» Objective: Can you repeat every item below word for word, leaving the pictures out of your answer?

(Records)
------------------------------

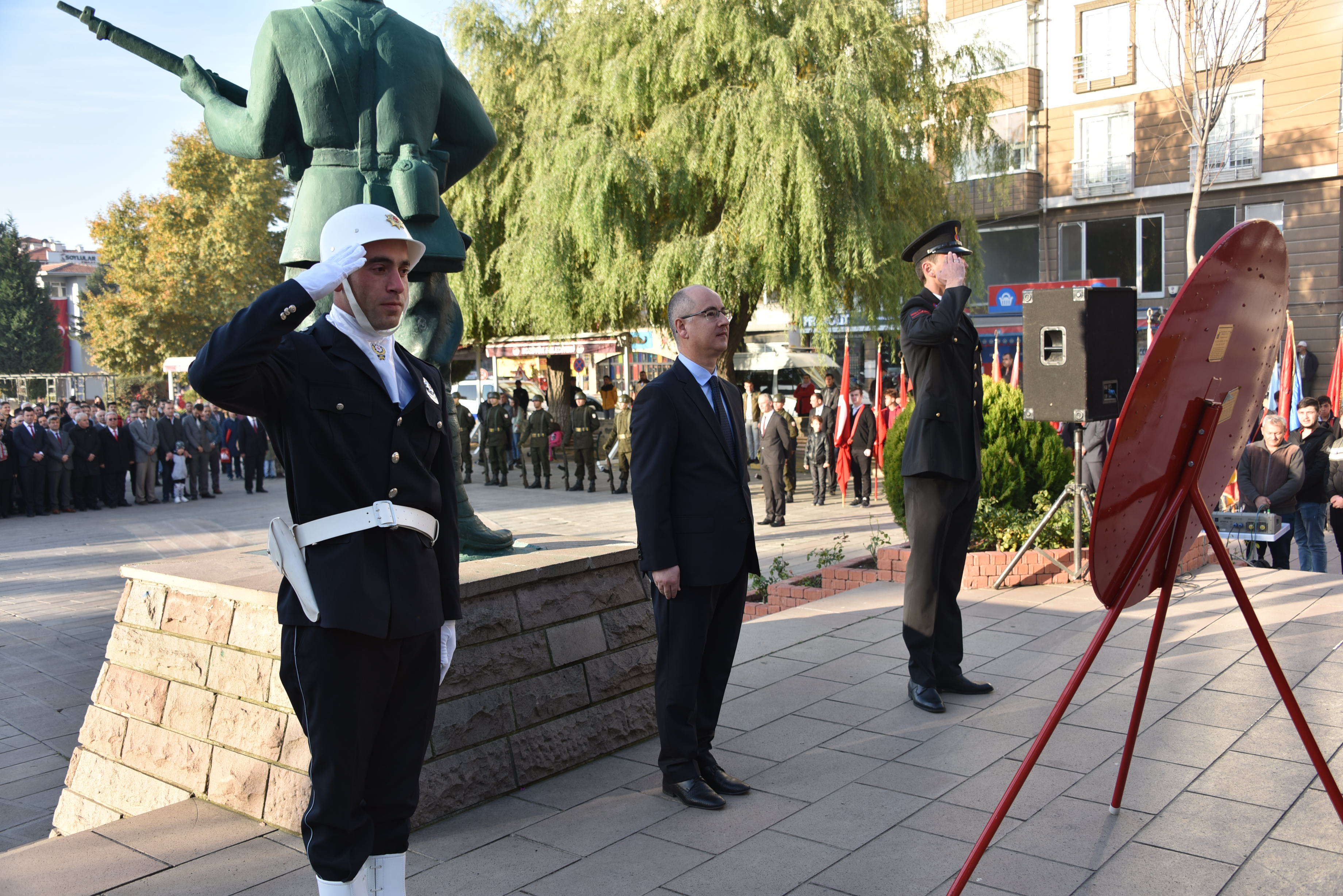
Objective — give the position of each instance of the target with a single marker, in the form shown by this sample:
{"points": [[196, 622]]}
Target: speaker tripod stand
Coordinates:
{"points": [[1082, 500]]}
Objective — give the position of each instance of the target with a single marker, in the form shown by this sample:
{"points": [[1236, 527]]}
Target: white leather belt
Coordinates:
{"points": [[382, 515]]}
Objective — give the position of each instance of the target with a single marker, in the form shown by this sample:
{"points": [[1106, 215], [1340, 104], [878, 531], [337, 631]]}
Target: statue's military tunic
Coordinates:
{"points": [[366, 108], [365, 677], [496, 428], [620, 436], [536, 439], [465, 424], [942, 475], [582, 437]]}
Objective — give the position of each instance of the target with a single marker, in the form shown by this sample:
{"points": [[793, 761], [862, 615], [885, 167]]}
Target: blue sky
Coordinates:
{"points": [[84, 121]]}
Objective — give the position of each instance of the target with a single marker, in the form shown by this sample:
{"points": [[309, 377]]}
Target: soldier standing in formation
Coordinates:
{"points": [[496, 436], [582, 439], [536, 439], [790, 468], [940, 467], [465, 424], [620, 435]]}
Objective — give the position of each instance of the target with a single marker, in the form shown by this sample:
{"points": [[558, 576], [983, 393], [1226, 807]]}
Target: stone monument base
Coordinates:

------------------------------

» Response to this task:
Objective — give the position of each instance of the target with a single marker, in the form shown by this sample:
{"points": [[196, 622]]}
Target: speaker tripod stand
Coordinates:
{"points": [[1082, 500]]}
Objective — give the position of each instance of the target with a single marker, in the form shown by this sample:
{"points": [[1236, 527]]}
Target: white leather belt
Coordinates:
{"points": [[382, 515]]}
Objective — give the position of each instance of the target with a single marker, in the form shown by this sample:
{"points": [[1106, 215], [1340, 104], [878, 531], [337, 631]]}
Target: statue's military tunic
Coordinates:
{"points": [[366, 108], [365, 677], [496, 428], [620, 436], [536, 439], [465, 424], [942, 475], [582, 437]]}
Objective — give the position of each instance of the target with a single marker, in the form shown by this sample:
{"points": [[793, 761], [862, 615], [885, 167]]}
Target: blue sky
Coordinates:
{"points": [[84, 121]]}
Objective — give the position of each instance of the target with a single marker, in the form shown by this sample:
{"points": [[309, 377]]}
Target: soldier standing in formation
Coordinates:
{"points": [[496, 436], [582, 439], [536, 439], [790, 468], [940, 467], [465, 424], [620, 435]]}
Objective — give the position of each instance of the target with a single marker, in the form shown by this sample:
{"points": [[558, 576], [983, 393], [1226, 807]]}
Target: stone monument base
Coordinates:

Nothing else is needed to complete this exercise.